===== Reading text

This should explain how to check that - presumably by running pahole on
some sensible architecture.

> +* On ARM OABI user space, 16-bit member variables have 32-bit
> +  alignment, making them incompatible with modern EABI kernels.

I thought that OABI required structures as a whole to have alignment of
4, not individual members?  Which obviously does affect small
structures as members of other structures.

[...]
> +Information leaks
> +=================
> +
> +Uninitialized data must not be copied back to user space, as this can
> +cause an information leak, which can be used to defeat kernel address
> +space layout randomization (KASLR), helping in an attack.
> +
> +As explained for the compat mode, it is best to not avoid any implicit

Delete "not".

> +padding in data structures, but if there is already padding in existing
> +structures, the kernel driver must be careful to zero out the padding
> +using memset() or similar before copying it to user space.

==========

Written request
Reproduce the review reply word for word, starting with "This should explain" and going on through "of other structures.". Work from the review reply alone.

===== Provided data

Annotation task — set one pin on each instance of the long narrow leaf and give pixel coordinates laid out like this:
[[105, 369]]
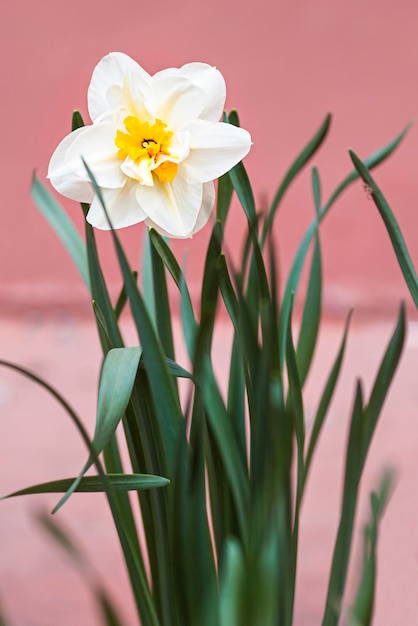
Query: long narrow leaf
[[63, 227], [90, 484], [392, 227], [298, 164]]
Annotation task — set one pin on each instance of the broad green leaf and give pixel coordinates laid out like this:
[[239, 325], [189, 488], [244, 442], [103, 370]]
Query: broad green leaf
[[164, 395], [63, 227], [232, 586], [117, 378], [90, 484], [392, 227]]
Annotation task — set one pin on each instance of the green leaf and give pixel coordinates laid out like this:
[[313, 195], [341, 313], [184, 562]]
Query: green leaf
[[223, 203], [298, 164], [63, 227], [91, 484], [164, 394], [77, 120], [162, 304], [170, 262], [117, 379], [311, 317], [392, 227], [242, 186], [220, 425], [345, 530], [298, 262], [362, 612], [326, 399], [232, 586], [383, 381]]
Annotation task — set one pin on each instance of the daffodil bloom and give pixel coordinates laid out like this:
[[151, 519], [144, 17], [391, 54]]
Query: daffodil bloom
[[155, 146]]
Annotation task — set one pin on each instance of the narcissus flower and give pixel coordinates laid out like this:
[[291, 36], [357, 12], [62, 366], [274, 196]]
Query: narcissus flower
[[155, 146]]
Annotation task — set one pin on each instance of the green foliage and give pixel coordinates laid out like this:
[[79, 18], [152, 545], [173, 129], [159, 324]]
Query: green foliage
[[231, 461]]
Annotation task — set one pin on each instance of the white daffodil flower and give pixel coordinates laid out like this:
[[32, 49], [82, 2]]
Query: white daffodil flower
[[155, 146]]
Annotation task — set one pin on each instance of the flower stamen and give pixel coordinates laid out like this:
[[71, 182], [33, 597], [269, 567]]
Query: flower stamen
[[150, 143]]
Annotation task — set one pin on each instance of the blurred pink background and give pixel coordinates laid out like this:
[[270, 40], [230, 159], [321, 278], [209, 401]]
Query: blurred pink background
[[286, 64]]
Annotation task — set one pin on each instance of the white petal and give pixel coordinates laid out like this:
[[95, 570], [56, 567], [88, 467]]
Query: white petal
[[208, 200], [175, 100], [172, 207], [97, 147], [63, 178], [109, 73], [210, 80], [122, 207], [215, 148]]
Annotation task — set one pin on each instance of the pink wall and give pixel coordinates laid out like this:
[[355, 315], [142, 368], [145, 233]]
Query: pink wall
[[286, 64]]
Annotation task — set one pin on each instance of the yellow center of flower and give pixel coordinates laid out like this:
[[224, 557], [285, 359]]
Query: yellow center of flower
[[150, 142]]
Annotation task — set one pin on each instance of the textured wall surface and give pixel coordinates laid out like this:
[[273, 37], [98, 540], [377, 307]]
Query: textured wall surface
[[286, 64]]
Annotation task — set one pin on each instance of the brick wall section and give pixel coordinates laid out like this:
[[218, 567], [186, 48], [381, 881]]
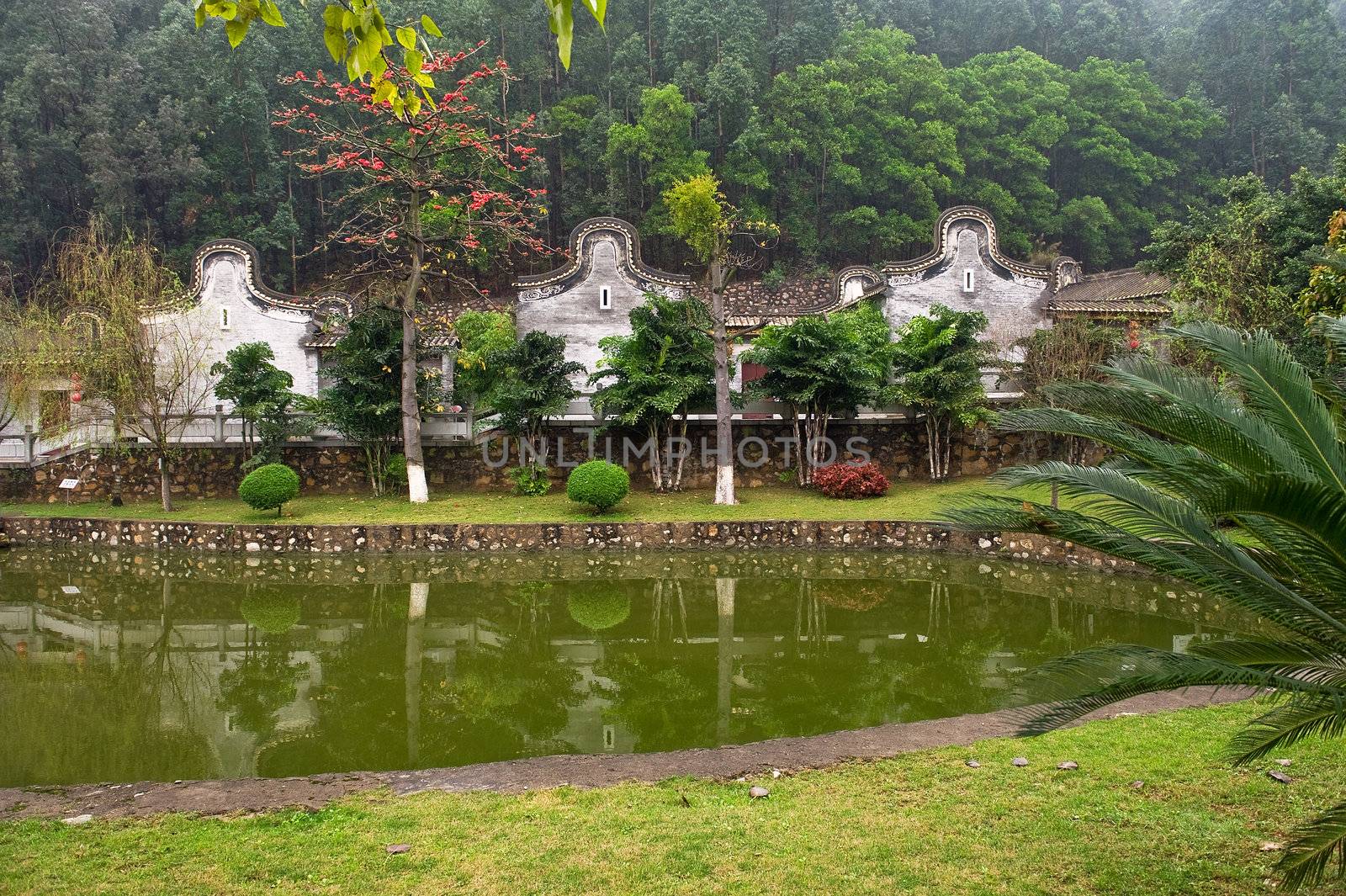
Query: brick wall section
[[215, 473], [535, 537]]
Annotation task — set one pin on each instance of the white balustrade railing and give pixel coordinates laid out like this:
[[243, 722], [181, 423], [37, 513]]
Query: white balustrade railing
[[222, 428]]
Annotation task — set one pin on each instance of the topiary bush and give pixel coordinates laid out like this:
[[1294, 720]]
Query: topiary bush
[[598, 483], [269, 487], [396, 469], [851, 480], [599, 608]]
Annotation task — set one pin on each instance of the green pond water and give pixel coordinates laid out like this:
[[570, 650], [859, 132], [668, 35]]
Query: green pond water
[[118, 667]]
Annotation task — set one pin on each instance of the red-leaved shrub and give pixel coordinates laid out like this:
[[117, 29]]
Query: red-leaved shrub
[[851, 480]]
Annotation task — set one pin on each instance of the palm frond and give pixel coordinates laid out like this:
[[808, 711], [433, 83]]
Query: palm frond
[[1280, 389], [1072, 684], [1317, 852]]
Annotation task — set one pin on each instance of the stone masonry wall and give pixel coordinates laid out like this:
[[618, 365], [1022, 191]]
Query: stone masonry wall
[[544, 537], [215, 473]]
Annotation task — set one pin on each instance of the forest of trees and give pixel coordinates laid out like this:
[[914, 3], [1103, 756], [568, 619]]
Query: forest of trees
[[1080, 124]]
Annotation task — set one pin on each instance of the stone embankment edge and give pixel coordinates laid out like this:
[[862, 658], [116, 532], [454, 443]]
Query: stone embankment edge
[[883, 534], [583, 771]]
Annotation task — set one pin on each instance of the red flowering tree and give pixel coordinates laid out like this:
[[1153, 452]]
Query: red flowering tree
[[434, 186]]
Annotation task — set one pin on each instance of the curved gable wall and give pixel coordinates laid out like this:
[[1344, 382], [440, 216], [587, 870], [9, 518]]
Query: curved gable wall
[[1011, 294]]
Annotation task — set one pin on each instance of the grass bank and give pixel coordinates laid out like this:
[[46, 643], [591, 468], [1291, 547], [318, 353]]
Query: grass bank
[[919, 501], [919, 824]]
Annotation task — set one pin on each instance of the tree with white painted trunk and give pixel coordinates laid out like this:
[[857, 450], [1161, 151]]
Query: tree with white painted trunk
[[713, 228], [654, 375]]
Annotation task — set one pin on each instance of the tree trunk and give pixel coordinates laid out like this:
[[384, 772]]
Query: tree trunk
[[801, 467], [681, 458], [416, 490], [723, 402], [165, 483]]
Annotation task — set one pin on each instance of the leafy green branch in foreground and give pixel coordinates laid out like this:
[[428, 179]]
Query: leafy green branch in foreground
[[1236, 486]]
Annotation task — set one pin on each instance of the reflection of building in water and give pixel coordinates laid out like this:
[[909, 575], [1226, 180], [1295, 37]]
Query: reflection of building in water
[[745, 650]]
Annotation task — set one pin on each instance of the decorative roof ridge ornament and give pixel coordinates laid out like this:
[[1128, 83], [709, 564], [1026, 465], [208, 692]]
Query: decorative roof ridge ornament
[[628, 237], [246, 252]]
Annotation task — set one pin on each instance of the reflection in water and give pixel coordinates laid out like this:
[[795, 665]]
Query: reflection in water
[[136, 666]]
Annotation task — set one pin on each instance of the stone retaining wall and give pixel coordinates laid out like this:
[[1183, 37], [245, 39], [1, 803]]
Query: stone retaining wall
[[336, 469], [538, 537]]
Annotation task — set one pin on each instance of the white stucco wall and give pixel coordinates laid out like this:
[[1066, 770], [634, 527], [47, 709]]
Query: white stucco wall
[[576, 312], [224, 289], [1014, 307]]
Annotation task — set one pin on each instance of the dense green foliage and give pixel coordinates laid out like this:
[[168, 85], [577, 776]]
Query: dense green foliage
[[1195, 466], [827, 119], [1247, 260], [598, 483], [650, 379], [363, 400], [823, 366], [262, 395], [481, 335], [269, 487], [533, 384]]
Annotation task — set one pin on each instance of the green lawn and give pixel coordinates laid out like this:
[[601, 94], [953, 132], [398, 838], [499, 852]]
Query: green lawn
[[919, 824], [905, 501]]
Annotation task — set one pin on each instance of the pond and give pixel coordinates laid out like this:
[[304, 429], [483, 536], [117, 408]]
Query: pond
[[125, 666]]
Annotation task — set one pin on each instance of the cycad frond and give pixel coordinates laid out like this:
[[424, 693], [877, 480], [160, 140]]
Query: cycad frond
[[1280, 389], [1317, 852], [1305, 714]]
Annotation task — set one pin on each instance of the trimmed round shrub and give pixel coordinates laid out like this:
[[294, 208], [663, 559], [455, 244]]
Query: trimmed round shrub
[[598, 483], [269, 487], [601, 608], [851, 480], [269, 611]]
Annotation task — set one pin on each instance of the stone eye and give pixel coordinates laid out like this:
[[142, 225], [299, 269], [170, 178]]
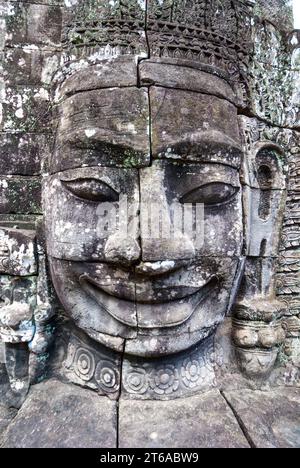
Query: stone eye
[[92, 190], [214, 193]]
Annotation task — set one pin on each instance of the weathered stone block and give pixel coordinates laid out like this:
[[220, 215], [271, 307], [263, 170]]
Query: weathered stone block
[[26, 24], [28, 66], [271, 419], [17, 252], [26, 109], [203, 421], [108, 73], [107, 127], [6, 416], [193, 127], [172, 75], [20, 195], [24, 154], [57, 415]]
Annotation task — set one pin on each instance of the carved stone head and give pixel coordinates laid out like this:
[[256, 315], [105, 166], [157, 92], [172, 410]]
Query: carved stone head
[[145, 219]]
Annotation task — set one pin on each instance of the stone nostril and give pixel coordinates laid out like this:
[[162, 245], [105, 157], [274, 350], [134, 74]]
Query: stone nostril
[[122, 249]]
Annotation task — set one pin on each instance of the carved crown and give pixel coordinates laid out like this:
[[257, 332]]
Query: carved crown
[[216, 33]]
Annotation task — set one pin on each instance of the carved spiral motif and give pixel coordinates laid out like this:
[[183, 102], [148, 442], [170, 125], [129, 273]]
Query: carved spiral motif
[[165, 380], [136, 381], [106, 377], [214, 356], [191, 373], [84, 364]]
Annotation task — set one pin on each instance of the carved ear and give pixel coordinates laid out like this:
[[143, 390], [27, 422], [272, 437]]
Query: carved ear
[[264, 201]]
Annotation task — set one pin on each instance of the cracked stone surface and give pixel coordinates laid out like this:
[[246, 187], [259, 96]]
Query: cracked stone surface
[[58, 415]]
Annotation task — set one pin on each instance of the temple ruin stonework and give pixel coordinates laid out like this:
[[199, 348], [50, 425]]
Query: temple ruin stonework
[[149, 224]]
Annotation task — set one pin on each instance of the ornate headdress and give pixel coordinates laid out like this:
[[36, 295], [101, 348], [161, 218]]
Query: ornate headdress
[[214, 34]]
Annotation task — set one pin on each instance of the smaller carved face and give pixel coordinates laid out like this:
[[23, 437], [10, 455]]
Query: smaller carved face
[[144, 215]]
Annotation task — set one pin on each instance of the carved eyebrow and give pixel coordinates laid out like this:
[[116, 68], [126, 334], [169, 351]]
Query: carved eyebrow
[[203, 141]]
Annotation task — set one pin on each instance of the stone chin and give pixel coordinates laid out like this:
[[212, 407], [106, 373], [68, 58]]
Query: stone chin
[[149, 323]]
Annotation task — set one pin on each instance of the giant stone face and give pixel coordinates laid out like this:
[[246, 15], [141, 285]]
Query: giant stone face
[[144, 208]]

==========

Output of the task
This should explain how to check that - presumably by running pahole on
some sensible architecture.

> +* On ARM OABI user space, 16-bit member variables have 32-bit
> +  alignment, making them incompatible with modern EABI kernels.

I thought that OABI required structures as a whole to have alignment of
4, not individual members?  Which obviously does affect small
structures as members of other structures.